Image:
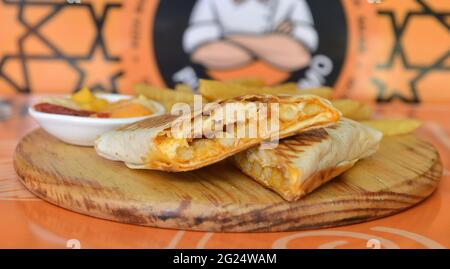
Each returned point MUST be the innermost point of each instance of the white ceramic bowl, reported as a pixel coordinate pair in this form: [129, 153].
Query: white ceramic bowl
[83, 131]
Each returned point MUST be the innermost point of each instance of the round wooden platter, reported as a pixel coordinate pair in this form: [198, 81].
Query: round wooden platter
[402, 173]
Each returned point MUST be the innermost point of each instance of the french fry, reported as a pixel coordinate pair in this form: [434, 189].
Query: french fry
[166, 97]
[181, 87]
[353, 109]
[390, 127]
[215, 90]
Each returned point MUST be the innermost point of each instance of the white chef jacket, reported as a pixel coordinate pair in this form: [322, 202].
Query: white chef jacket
[212, 19]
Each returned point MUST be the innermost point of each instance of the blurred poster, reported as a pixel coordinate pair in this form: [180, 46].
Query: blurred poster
[382, 50]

******************************

**ACTIVITY**: Your answer should be an exact copy of the entries above, with no images included.

**REPLY**:
Image:
Each returned point MUST be the innermost point of each instance of the white ceramic bowl, reported as a pixel coordinate pair in this form: [129, 153].
Query: white ceramic bowl
[83, 131]
Each returned point MUST be the innermost point of each instance of the round wooden platter, reported as a pixel coordinate pair in this form: [198, 81].
Query: round wooden platter
[402, 173]
Each returned point MUST be the innermost point of each instance of the french fry, reported as a pixel coordinate pair in this form: [434, 189].
Query: french fry
[166, 97]
[181, 87]
[353, 109]
[390, 127]
[215, 90]
Each returned point MUST be the innermost point of each instance of the white chef jacket, reported as a pixel coordinate pair in this form: [322, 202].
Query: white chef jacket
[212, 19]
Each returned point MUST be the innermost point of each instance of the blurred poster, reported as a pixel coordinate pair in this form: [180, 46].
Query: blurred poster
[382, 50]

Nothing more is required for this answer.